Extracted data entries
-----
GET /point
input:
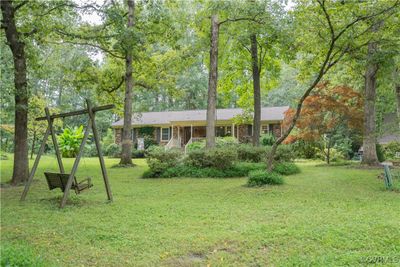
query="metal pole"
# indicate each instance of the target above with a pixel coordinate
(32, 173)
(99, 152)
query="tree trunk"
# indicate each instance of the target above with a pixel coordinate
(328, 152)
(257, 91)
(33, 144)
(21, 165)
(212, 83)
(397, 88)
(369, 141)
(126, 153)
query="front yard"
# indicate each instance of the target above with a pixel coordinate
(324, 216)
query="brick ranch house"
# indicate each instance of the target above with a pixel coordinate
(179, 128)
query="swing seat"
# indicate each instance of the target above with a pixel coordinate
(60, 180)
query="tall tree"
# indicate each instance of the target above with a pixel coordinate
(17, 46)
(126, 154)
(369, 142)
(212, 82)
(337, 36)
(257, 90)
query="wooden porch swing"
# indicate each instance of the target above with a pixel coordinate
(67, 181)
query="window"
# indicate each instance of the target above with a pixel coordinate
(228, 131)
(220, 131)
(264, 129)
(250, 130)
(165, 134)
(133, 134)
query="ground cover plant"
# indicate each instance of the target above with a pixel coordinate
(321, 218)
(263, 177)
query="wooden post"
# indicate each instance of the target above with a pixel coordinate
(34, 167)
(99, 152)
(179, 137)
(75, 166)
(53, 137)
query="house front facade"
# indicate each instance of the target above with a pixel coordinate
(179, 128)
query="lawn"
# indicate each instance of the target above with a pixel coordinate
(324, 216)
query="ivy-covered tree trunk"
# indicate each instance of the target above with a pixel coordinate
(212, 83)
(21, 165)
(257, 91)
(369, 140)
(126, 153)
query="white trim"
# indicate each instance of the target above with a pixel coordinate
(169, 134)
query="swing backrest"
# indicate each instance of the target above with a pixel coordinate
(58, 180)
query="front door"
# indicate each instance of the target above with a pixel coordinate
(186, 135)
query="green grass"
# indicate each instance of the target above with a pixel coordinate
(324, 216)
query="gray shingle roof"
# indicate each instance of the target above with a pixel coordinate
(169, 117)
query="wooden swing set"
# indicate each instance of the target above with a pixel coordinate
(62, 180)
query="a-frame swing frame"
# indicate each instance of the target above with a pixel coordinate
(91, 111)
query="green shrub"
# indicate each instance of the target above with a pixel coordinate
(247, 152)
(305, 149)
(113, 151)
(3, 156)
(221, 158)
(70, 141)
(160, 159)
(223, 142)
(379, 153)
(196, 145)
(149, 141)
(262, 177)
(334, 155)
(108, 139)
(391, 149)
(267, 139)
(138, 154)
(284, 153)
(90, 150)
(239, 169)
(286, 168)
(220, 142)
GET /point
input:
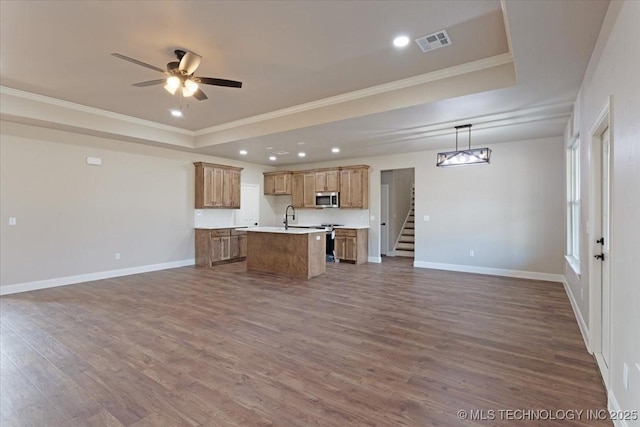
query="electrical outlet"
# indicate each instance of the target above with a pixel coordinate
(625, 376)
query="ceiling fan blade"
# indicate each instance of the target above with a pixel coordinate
(150, 83)
(135, 61)
(189, 63)
(200, 95)
(218, 82)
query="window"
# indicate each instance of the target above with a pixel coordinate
(573, 204)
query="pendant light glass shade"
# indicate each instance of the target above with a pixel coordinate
(463, 157)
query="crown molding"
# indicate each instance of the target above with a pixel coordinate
(457, 70)
(560, 110)
(91, 110)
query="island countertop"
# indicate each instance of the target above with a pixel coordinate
(296, 252)
(282, 230)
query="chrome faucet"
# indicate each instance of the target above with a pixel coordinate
(286, 216)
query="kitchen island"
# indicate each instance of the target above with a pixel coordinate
(296, 252)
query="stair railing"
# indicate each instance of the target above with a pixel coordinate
(404, 224)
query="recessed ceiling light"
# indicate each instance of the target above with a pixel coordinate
(401, 41)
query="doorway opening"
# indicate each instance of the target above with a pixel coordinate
(599, 247)
(397, 204)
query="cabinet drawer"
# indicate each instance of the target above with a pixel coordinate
(222, 232)
(342, 232)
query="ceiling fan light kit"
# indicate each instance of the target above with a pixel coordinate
(463, 157)
(181, 75)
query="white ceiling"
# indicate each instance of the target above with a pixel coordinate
(316, 74)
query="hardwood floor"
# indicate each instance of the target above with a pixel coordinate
(367, 345)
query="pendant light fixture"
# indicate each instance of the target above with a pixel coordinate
(463, 157)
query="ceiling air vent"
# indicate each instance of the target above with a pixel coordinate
(434, 41)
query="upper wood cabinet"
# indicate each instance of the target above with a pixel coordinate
(277, 183)
(354, 187)
(217, 186)
(351, 181)
(327, 180)
(303, 189)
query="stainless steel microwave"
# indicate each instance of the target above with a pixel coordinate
(327, 200)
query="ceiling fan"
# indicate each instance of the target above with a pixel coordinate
(180, 75)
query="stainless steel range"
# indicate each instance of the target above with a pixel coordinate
(331, 241)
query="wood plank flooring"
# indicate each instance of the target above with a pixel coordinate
(363, 345)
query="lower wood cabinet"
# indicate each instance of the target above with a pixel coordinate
(352, 245)
(220, 245)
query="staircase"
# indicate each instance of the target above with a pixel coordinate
(406, 242)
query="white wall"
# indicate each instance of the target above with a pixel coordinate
(511, 212)
(614, 71)
(72, 217)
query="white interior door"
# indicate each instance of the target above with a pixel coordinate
(605, 246)
(384, 219)
(249, 212)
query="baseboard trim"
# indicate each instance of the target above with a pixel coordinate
(614, 406)
(584, 330)
(70, 280)
(491, 271)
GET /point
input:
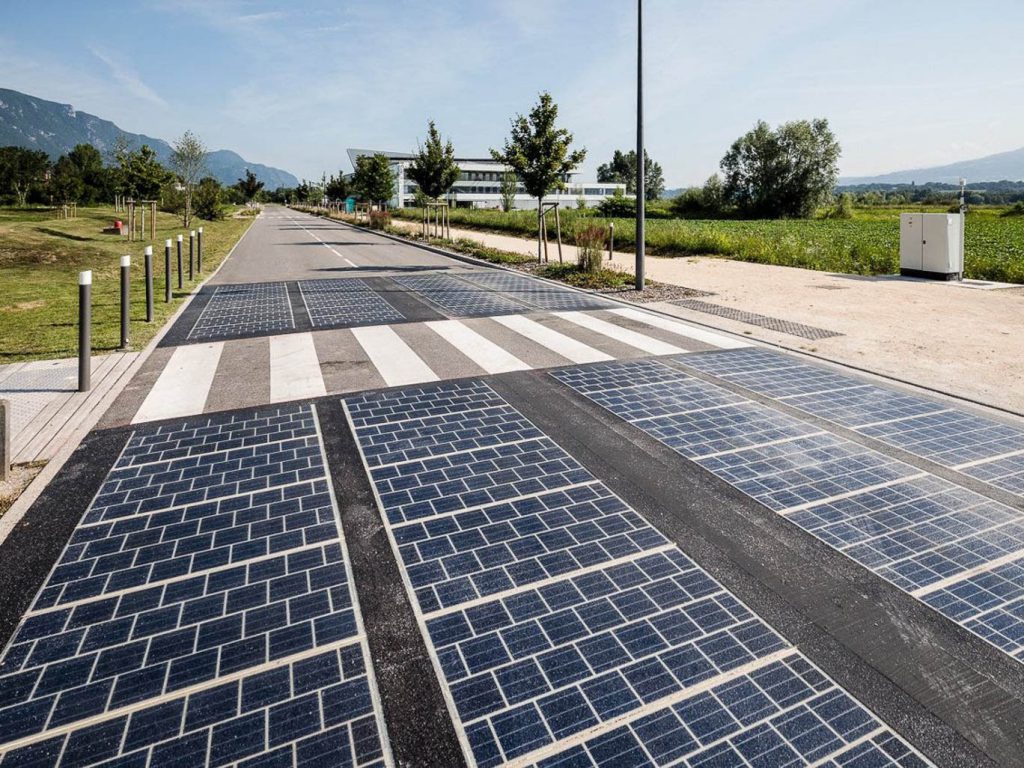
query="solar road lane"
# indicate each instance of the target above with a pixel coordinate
(982, 448)
(333, 303)
(244, 309)
(951, 547)
(201, 613)
(567, 631)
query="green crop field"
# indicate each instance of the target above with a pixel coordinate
(40, 258)
(867, 244)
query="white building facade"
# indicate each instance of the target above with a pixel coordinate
(479, 185)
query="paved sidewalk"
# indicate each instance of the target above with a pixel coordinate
(969, 343)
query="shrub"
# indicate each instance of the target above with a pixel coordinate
(590, 247)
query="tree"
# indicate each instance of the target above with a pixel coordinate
(140, 174)
(338, 187)
(540, 155)
(509, 187)
(22, 170)
(434, 169)
(249, 186)
(374, 180)
(623, 170)
(188, 162)
(783, 173)
(208, 199)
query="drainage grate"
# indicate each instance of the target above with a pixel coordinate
(772, 324)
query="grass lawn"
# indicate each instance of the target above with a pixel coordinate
(40, 259)
(867, 244)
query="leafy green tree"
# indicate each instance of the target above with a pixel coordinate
(188, 162)
(338, 187)
(434, 169)
(22, 171)
(374, 180)
(208, 200)
(140, 173)
(509, 188)
(540, 154)
(783, 173)
(623, 170)
(249, 187)
(66, 181)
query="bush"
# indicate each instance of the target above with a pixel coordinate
(590, 242)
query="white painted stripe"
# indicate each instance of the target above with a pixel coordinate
(558, 343)
(295, 371)
(631, 338)
(697, 334)
(478, 348)
(183, 385)
(394, 359)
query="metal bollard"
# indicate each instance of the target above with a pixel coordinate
(85, 331)
(167, 271)
(125, 299)
(147, 255)
(5, 427)
(179, 262)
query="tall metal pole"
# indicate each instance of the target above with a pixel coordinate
(641, 203)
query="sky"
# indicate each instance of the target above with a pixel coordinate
(903, 83)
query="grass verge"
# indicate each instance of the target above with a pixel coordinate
(40, 259)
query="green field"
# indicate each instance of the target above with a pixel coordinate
(40, 258)
(867, 244)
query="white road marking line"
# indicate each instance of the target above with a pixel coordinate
(394, 359)
(183, 384)
(708, 337)
(558, 343)
(631, 338)
(486, 354)
(295, 371)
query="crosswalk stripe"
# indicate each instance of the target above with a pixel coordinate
(295, 371)
(561, 344)
(482, 351)
(708, 337)
(184, 383)
(394, 359)
(632, 338)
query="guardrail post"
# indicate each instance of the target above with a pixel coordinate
(5, 427)
(85, 331)
(179, 262)
(147, 256)
(125, 299)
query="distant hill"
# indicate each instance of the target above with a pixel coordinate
(1006, 166)
(55, 128)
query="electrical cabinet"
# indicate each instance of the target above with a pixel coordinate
(931, 245)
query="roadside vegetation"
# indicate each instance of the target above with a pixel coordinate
(40, 258)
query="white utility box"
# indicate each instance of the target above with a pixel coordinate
(931, 245)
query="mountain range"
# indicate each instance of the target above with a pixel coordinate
(55, 128)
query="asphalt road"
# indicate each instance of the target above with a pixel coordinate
(370, 505)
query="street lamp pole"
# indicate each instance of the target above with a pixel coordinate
(641, 203)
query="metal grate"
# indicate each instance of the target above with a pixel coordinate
(761, 321)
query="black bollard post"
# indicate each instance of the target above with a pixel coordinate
(125, 299)
(179, 262)
(147, 255)
(167, 271)
(84, 331)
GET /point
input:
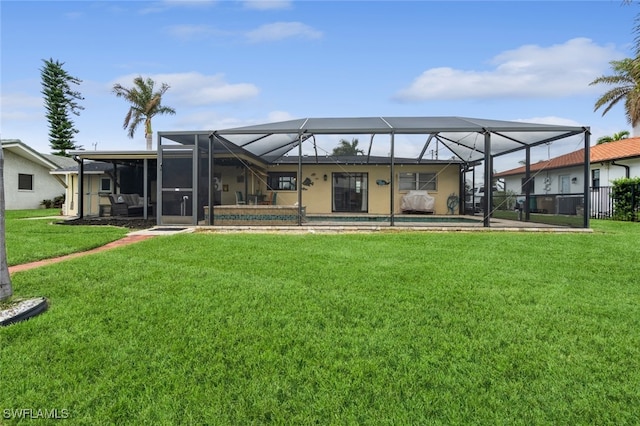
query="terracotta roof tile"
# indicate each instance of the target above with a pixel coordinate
(618, 150)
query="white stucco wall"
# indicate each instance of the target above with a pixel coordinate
(45, 186)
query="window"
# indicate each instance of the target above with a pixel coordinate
(105, 185)
(532, 185)
(25, 182)
(595, 178)
(283, 181)
(424, 181)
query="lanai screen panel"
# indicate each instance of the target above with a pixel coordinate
(462, 136)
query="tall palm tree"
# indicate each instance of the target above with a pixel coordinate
(626, 77)
(145, 104)
(347, 148)
(622, 134)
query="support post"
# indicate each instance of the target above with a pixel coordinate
(488, 174)
(392, 183)
(587, 177)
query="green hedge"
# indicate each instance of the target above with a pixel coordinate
(626, 198)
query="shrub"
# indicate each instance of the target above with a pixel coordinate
(626, 198)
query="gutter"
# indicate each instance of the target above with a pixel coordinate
(626, 168)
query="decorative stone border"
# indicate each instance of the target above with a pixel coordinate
(23, 310)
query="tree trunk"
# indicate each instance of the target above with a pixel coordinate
(6, 290)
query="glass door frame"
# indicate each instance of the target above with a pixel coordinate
(164, 154)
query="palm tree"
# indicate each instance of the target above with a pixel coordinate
(347, 148)
(145, 104)
(623, 134)
(626, 77)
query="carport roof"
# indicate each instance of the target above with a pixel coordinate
(462, 136)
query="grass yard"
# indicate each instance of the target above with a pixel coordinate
(31, 235)
(398, 328)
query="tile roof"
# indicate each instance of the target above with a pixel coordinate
(618, 150)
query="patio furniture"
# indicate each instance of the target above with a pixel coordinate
(126, 204)
(417, 202)
(240, 198)
(271, 200)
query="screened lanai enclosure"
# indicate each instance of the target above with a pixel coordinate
(390, 171)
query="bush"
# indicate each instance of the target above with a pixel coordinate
(626, 198)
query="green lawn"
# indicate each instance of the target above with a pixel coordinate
(397, 328)
(31, 235)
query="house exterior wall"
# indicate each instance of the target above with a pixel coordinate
(549, 182)
(45, 186)
(317, 198)
(608, 173)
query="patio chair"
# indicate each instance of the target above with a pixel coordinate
(271, 200)
(239, 198)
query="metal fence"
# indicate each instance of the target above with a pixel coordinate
(602, 202)
(605, 206)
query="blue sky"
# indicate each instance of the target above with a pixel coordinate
(234, 63)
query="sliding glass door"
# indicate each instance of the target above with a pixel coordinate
(350, 192)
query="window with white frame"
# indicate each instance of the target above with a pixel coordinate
(25, 182)
(425, 181)
(105, 184)
(595, 178)
(283, 181)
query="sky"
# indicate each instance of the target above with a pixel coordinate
(234, 63)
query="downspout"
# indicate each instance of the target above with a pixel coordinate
(627, 171)
(299, 180)
(211, 187)
(488, 172)
(587, 164)
(392, 186)
(527, 184)
(80, 186)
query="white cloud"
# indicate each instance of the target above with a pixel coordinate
(193, 31)
(267, 4)
(276, 116)
(195, 89)
(529, 71)
(282, 30)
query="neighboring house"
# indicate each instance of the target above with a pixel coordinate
(117, 173)
(558, 183)
(27, 177)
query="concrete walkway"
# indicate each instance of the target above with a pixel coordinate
(129, 239)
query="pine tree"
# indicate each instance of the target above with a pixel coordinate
(60, 101)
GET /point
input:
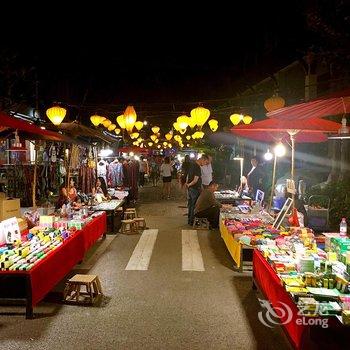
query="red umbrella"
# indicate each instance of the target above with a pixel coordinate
(338, 103)
(311, 130)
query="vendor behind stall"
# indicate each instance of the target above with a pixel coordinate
(207, 206)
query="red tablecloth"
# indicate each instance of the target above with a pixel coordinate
(47, 273)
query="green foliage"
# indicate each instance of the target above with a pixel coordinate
(339, 200)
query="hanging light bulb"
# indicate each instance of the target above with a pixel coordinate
(139, 125)
(121, 121)
(56, 114)
(247, 119)
(96, 119)
(129, 118)
(280, 150)
(155, 129)
(200, 115)
(236, 118)
(106, 123)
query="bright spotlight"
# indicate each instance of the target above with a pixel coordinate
(280, 150)
(268, 155)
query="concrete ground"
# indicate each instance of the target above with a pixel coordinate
(160, 308)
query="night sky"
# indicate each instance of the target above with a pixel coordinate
(164, 64)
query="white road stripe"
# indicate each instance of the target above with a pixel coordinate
(141, 256)
(191, 252)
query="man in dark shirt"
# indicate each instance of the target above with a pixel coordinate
(193, 184)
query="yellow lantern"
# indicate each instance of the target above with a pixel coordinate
(106, 123)
(213, 124)
(134, 135)
(247, 119)
(191, 122)
(129, 118)
(56, 114)
(155, 129)
(182, 121)
(236, 118)
(274, 102)
(96, 119)
(200, 115)
(139, 125)
(121, 121)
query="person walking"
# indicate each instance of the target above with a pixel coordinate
(193, 184)
(165, 172)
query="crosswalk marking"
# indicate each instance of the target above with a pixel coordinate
(191, 252)
(142, 253)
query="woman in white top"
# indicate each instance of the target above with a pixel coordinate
(165, 172)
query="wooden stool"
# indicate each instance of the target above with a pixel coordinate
(72, 291)
(201, 223)
(130, 214)
(129, 227)
(140, 223)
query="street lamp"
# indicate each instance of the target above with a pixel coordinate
(279, 151)
(241, 160)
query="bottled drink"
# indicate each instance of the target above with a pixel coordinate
(343, 228)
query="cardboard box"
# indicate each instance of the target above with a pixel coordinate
(10, 208)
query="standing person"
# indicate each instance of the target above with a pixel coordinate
(184, 169)
(206, 171)
(255, 177)
(143, 170)
(193, 184)
(165, 172)
(154, 171)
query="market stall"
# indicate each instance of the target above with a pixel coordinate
(32, 265)
(308, 288)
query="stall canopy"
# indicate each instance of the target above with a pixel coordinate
(75, 129)
(337, 103)
(27, 130)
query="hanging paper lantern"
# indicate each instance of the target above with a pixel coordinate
(112, 127)
(139, 125)
(236, 118)
(96, 119)
(182, 121)
(247, 119)
(56, 114)
(200, 115)
(106, 123)
(155, 129)
(274, 102)
(213, 124)
(121, 121)
(129, 118)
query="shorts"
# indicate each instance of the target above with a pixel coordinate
(166, 178)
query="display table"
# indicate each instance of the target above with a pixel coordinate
(110, 208)
(32, 286)
(300, 333)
-----
Please state how many lines in the rows above contain the string "stall", replying with the number alone.

3